Photo-based referring expression data:
....................
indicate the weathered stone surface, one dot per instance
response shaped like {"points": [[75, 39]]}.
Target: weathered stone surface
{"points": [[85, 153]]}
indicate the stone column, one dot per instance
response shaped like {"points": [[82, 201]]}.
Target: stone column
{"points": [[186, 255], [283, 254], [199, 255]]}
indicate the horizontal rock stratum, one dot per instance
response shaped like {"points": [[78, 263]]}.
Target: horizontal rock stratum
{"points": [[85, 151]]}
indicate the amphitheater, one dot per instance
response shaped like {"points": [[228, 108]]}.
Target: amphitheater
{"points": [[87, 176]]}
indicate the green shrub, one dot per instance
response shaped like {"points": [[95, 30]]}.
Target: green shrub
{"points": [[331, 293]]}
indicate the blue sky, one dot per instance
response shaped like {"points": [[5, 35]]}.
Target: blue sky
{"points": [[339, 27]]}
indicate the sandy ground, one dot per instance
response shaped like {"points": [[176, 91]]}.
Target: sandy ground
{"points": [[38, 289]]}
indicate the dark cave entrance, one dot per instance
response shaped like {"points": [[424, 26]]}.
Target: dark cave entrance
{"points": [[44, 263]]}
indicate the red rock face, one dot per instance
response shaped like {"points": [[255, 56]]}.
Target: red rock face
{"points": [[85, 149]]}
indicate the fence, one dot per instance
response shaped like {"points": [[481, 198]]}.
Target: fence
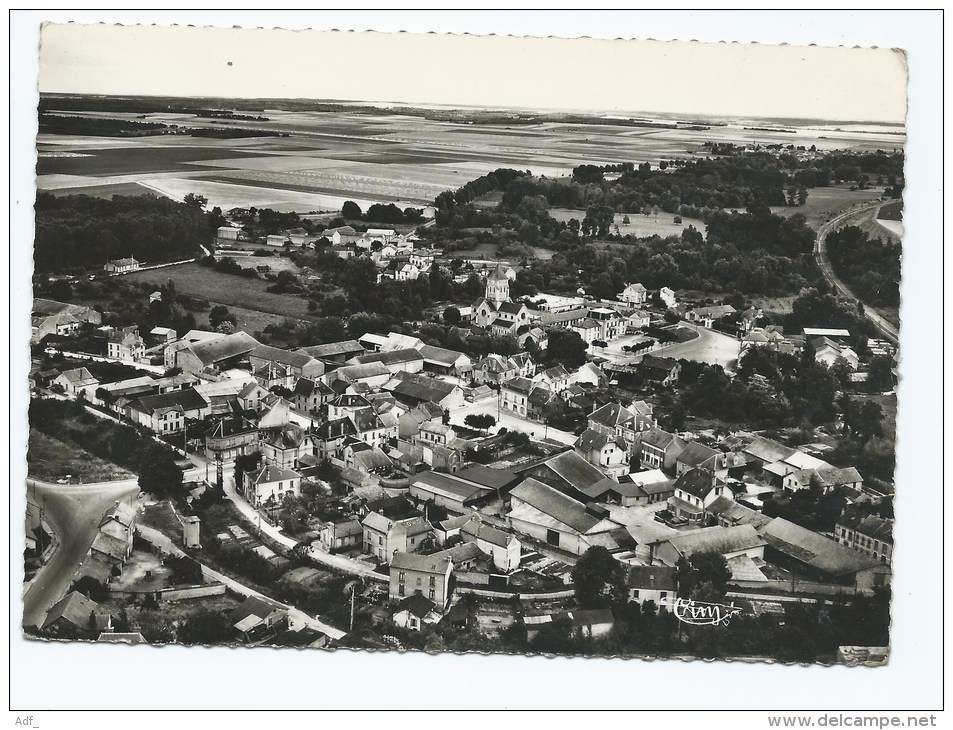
{"points": [[181, 594]]}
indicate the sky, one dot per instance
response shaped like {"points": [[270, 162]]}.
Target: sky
{"points": [[754, 81]]}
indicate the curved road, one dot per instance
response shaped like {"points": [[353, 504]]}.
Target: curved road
{"points": [[74, 512], [887, 329]]}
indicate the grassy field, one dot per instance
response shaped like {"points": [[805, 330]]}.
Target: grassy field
{"points": [[891, 211], [328, 157], [49, 459], [639, 225], [228, 289], [822, 203]]}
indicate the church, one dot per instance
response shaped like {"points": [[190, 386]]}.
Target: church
{"points": [[496, 310]]}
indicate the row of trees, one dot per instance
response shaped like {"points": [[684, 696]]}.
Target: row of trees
{"points": [[79, 231]]}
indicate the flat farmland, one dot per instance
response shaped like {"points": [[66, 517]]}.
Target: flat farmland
{"points": [[227, 289], [822, 203], [330, 157], [639, 225]]}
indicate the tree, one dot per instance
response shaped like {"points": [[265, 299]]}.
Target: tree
{"points": [[704, 574], [567, 348], [205, 626], [158, 473], [351, 210], [481, 421], [599, 579], [451, 315]]}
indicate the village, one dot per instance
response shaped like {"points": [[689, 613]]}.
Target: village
{"points": [[449, 495]]}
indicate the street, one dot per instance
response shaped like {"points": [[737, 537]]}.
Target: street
{"points": [[510, 421], [74, 513], [820, 253]]}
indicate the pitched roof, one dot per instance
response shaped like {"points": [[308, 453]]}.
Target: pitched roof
{"points": [[737, 513], [555, 504], [188, 400], [274, 473], [813, 549], [416, 604], [76, 608], [696, 454], [488, 476], [224, 347], [653, 578], [285, 357], [332, 349], [719, 540], [436, 563]]}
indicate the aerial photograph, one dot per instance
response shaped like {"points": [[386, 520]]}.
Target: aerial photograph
{"points": [[323, 372]]}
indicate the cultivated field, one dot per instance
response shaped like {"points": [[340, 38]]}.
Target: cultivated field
{"points": [[639, 225], [229, 289], [330, 157]]}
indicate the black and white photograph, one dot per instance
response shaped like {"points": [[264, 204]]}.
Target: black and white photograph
{"points": [[366, 343]]}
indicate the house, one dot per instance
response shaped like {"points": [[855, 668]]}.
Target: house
{"points": [[165, 413], [410, 422], [76, 612], [829, 352], [444, 361], [694, 491], [413, 389], [663, 371], [614, 419], [49, 317], [608, 453], [341, 536], [231, 437], [334, 352], [415, 611], [656, 583], [297, 364], [125, 344], [76, 381], [373, 374], [549, 516], [813, 556], [726, 513], [121, 266], [503, 548], [636, 488], [659, 449], [556, 379], [495, 369], [826, 476], [328, 438], [867, 534], [697, 455], [285, 446], [566, 471], [258, 618], [215, 353], [591, 623], [384, 537], [408, 360], [707, 316], [668, 297], [312, 395], [448, 491], [514, 395], [635, 295], [271, 484], [727, 541], [428, 575]]}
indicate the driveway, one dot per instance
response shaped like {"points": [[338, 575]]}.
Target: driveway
{"points": [[74, 512]]}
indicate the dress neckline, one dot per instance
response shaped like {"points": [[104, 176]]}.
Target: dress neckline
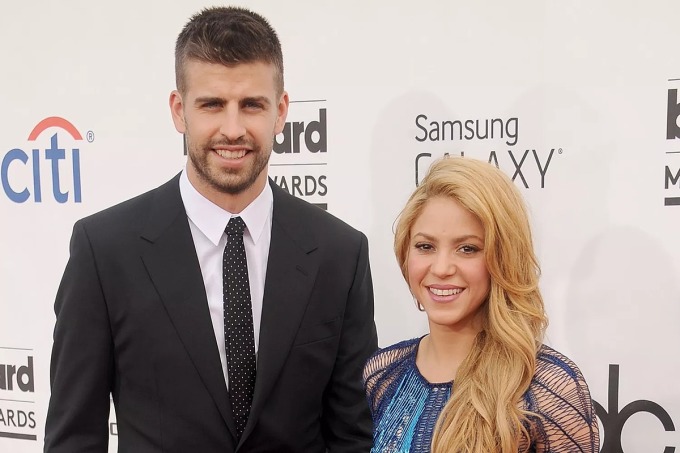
{"points": [[419, 375]]}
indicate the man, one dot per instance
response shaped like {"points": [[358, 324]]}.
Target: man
{"points": [[156, 306]]}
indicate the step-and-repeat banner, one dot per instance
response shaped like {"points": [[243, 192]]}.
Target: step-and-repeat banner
{"points": [[577, 101]]}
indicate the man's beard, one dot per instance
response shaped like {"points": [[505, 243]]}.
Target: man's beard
{"points": [[224, 180]]}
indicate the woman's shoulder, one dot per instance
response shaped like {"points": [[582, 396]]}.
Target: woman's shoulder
{"points": [[552, 365], [559, 397], [558, 382], [389, 357]]}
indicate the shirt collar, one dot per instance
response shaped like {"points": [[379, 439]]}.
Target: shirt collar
{"points": [[212, 220]]}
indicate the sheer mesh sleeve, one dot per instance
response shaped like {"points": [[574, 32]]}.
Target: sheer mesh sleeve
{"points": [[565, 418], [379, 371]]}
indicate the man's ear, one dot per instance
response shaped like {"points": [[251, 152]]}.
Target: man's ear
{"points": [[177, 111], [282, 113]]}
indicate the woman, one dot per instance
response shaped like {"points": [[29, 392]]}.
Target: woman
{"points": [[481, 381]]}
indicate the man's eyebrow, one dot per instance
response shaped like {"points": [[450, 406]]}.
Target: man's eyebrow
{"points": [[209, 100], [262, 99]]}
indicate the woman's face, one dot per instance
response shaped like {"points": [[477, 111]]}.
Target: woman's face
{"points": [[447, 270]]}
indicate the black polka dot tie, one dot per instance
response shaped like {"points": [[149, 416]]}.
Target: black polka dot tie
{"points": [[238, 325]]}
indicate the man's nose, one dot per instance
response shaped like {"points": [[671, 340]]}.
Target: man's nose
{"points": [[232, 126]]}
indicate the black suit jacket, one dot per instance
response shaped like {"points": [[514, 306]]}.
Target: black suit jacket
{"points": [[133, 322]]}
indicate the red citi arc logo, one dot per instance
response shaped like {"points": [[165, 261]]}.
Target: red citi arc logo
{"points": [[22, 173]]}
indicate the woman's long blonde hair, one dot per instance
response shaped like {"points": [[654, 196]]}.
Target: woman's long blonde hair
{"points": [[482, 415]]}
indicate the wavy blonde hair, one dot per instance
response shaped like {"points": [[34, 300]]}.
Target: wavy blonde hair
{"points": [[483, 414]]}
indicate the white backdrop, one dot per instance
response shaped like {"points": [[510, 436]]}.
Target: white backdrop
{"points": [[581, 95]]}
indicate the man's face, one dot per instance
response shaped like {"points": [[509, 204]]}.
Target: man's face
{"points": [[229, 116]]}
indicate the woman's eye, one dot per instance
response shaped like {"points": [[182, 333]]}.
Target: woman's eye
{"points": [[468, 249]]}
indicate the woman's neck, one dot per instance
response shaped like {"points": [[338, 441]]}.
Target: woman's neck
{"points": [[441, 353]]}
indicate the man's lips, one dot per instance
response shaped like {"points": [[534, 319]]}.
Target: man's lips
{"points": [[231, 153]]}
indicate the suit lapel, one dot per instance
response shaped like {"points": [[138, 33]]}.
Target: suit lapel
{"points": [[174, 269], [291, 271]]}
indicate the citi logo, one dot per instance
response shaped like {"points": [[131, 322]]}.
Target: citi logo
{"points": [[27, 176], [17, 377], [613, 420]]}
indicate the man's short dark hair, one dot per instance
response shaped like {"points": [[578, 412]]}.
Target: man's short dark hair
{"points": [[227, 36]]}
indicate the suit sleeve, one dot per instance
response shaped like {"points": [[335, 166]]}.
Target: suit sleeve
{"points": [[82, 365], [346, 417]]}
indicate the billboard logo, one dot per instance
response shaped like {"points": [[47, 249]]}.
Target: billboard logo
{"points": [[24, 173], [672, 169], [613, 420], [295, 132], [17, 386], [672, 128], [300, 153]]}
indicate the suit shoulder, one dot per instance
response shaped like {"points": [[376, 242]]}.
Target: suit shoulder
{"points": [[129, 213], [306, 216]]}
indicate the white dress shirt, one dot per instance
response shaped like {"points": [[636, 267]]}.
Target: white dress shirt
{"points": [[208, 222]]}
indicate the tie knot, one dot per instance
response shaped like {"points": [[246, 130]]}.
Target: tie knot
{"points": [[235, 227]]}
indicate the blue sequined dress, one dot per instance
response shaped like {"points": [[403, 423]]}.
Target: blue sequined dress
{"points": [[405, 406]]}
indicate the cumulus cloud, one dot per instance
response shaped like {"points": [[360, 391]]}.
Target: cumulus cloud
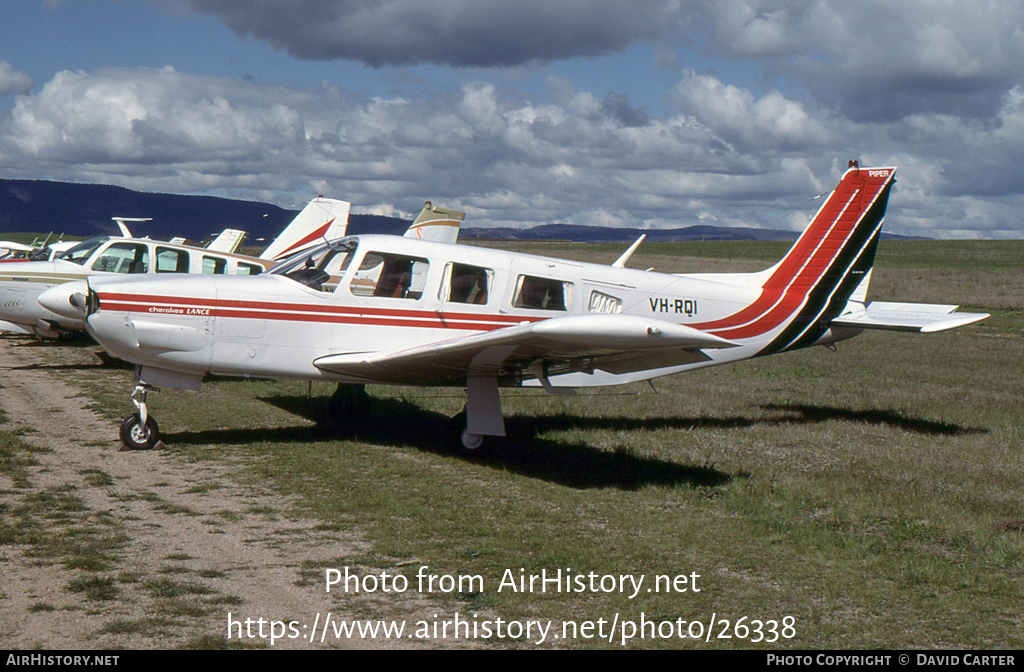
{"points": [[880, 60], [875, 60], [736, 116], [445, 32], [12, 81], [723, 153]]}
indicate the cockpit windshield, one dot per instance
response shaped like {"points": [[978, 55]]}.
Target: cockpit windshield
{"points": [[81, 252], [321, 267]]}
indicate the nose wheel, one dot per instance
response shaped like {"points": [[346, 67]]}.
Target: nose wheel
{"points": [[139, 431]]}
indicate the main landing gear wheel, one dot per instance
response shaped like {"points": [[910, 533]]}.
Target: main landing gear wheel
{"points": [[470, 441], [137, 436]]}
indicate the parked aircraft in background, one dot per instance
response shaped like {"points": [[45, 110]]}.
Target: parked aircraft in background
{"points": [[20, 284], [396, 310]]}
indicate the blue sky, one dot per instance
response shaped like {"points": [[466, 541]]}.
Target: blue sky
{"points": [[638, 113]]}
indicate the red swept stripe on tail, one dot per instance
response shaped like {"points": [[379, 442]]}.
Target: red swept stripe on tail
{"points": [[824, 255]]}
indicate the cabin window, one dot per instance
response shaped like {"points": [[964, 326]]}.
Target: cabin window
{"points": [[170, 260], [390, 276], [123, 257], [214, 266], [468, 284], [542, 293], [601, 302]]}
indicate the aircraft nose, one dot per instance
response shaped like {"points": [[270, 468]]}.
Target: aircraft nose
{"points": [[67, 300]]}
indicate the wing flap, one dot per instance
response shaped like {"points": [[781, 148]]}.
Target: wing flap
{"points": [[611, 342], [921, 318]]}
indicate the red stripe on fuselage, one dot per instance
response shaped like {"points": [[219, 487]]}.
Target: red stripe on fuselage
{"points": [[153, 304]]}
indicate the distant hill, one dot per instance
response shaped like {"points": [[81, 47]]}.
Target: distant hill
{"points": [[607, 235], [86, 210]]}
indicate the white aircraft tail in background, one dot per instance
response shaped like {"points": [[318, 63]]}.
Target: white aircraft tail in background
{"points": [[322, 220], [227, 241], [435, 223]]}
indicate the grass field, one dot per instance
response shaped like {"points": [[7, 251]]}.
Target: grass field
{"points": [[875, 495]]}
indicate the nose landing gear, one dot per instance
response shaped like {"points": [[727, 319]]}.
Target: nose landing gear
{"points": [[139, 431]]}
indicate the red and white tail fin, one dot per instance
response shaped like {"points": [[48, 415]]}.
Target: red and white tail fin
{"points": [[322, 219], [825, 267]]}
....................
_Work to complete_. Please return only the lines above, starting at the line that has "indicate the woman's eye, one" and ending at the line that has "indicate the man's lips, one dot per instance", keeping both and leaving each one unchanged.

_Response area_.
indicate the woman's eye, one dot per instance
response shaped like {"points": [[182, 333]]}.
Target: woman's eye
{"points": [[468, 249]]}
indicate the woman's neck, one dot per instance
response shaped like {"points": [[338, 441]]}.
Target: woman's neck
{"points": [[441, 353]]}
indicate the man's lips, one dot per instance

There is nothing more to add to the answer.